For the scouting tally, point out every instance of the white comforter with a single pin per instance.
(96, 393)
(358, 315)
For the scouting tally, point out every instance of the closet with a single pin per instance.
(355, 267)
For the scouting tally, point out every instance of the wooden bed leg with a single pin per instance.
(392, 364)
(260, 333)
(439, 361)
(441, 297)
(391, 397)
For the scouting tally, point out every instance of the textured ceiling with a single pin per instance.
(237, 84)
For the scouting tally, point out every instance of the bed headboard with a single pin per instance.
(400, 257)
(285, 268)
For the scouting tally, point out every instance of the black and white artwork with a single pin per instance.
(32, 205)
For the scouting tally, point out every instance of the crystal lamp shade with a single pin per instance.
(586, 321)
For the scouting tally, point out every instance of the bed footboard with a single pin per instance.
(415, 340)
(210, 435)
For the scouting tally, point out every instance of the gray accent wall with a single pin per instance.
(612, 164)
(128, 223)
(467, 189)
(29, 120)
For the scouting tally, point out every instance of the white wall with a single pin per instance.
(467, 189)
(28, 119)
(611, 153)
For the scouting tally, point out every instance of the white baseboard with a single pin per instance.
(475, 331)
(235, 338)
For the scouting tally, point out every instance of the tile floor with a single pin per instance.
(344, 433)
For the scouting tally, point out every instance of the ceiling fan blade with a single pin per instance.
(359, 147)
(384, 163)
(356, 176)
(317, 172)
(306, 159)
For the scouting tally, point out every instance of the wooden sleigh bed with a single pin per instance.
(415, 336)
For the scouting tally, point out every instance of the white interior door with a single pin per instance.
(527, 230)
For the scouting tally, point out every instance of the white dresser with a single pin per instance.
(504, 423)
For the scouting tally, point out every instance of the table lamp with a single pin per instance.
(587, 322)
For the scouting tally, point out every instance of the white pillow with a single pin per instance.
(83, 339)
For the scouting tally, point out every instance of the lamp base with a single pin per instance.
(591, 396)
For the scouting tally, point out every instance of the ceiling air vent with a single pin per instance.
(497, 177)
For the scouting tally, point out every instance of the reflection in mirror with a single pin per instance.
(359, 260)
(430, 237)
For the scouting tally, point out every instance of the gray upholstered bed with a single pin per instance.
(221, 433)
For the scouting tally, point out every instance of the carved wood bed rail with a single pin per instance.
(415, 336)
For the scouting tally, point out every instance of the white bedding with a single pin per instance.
○ ○ ○ ○
WHAT YOU WILL DO: From the first line to the last, return the records unchanged.

OUTPUT OF THE TASK:
For the scouting tally, point out every instance of the white comforter with a single pin per instance.
(96, 393)
(358, 315)
For the scouting tally, point out every instance of the closet with a single pin per instance.
(355, 267)
For the scouting tally, point out every instance of the wooden bed leg with a single pin per instance.
(392, 364)
(260, 333)
(439, 361)
(441, 297)
(391, 397)
For the scouting tally, point out every instance of the textured ceiling with a single pin per instance.
(237, 84)
For the scouting tally, point out every instance of the bed headboard with a single pin per instance.
(400, 257)
(285, 268)
For the scouting tally, point out every instance of the black and white artwork with a single pin per instance.
(32, 205)
For the scouting tally, point out every instance of the crystal lamp shade with a single pin per instance.
(586, 321)
For the scouting tally, point out every instance of the bed footboard with a single pin per instance.
(415, 340)
(210, 435)
For the scouting tally, point out every instance of the gray accent wall with a single pin per instance.
(612, 164)
(128, 223)
(467, 189)
(29, 120)
For the scouting tally, point out every instance of the white wall with a single pin per instance.
(467, 189)
(28, 119)
(611, 153)
For the scouting tally, point out every instance of the white baseboard with a single pin per instance.
(475, 331)
(235, 338)
For the scouting tally, point out every instance of the tile floor with a single pin per instance.
(344, 433)
For the scouting tally, point out every instance of the ceiling fan blade with a single pin per instance.
(359, 147)
(384, 163)
(356, 176)
(317, 172)
(306, 159)
For the scouting tally, point out every instance of the wooden sleigh bed with a single pin per instance.
(415, 336)
For the scouting tally, point out every instance of the white interior door with a single pin per instance.
(527, 230)
For the scouting tally, point out every instance of the white dresser with a single pin per instance.
(504, 423)
For the scouting tally, point out every instance of the table lamp with a single pin per instance.
(587, 322)
For the scouting tally, point out every instance of the white pillow with a single pin per instance.
(83, 339)
For the scouting tally, point out every instance of the lamp base with a single pin per instance.
(591, 396)
For the scouting tally, point out every instance of the ceiling air vent with a single pin per instance.
(497, 177)
For the scouting tally, point out every instance of the reflection in mirror with a single pin per instance.
(359, 260)
(430, 237)
For the scouting tally, point out every instance of the gray upholstered bed with a single pin per instance.
(221, 433)
For the scouting tally, point out every instance of the carved wood bed rail with a single pin per instance.
(415, 336)
For the scouting tally, point out every instance of the white bedding with a single pin per instance.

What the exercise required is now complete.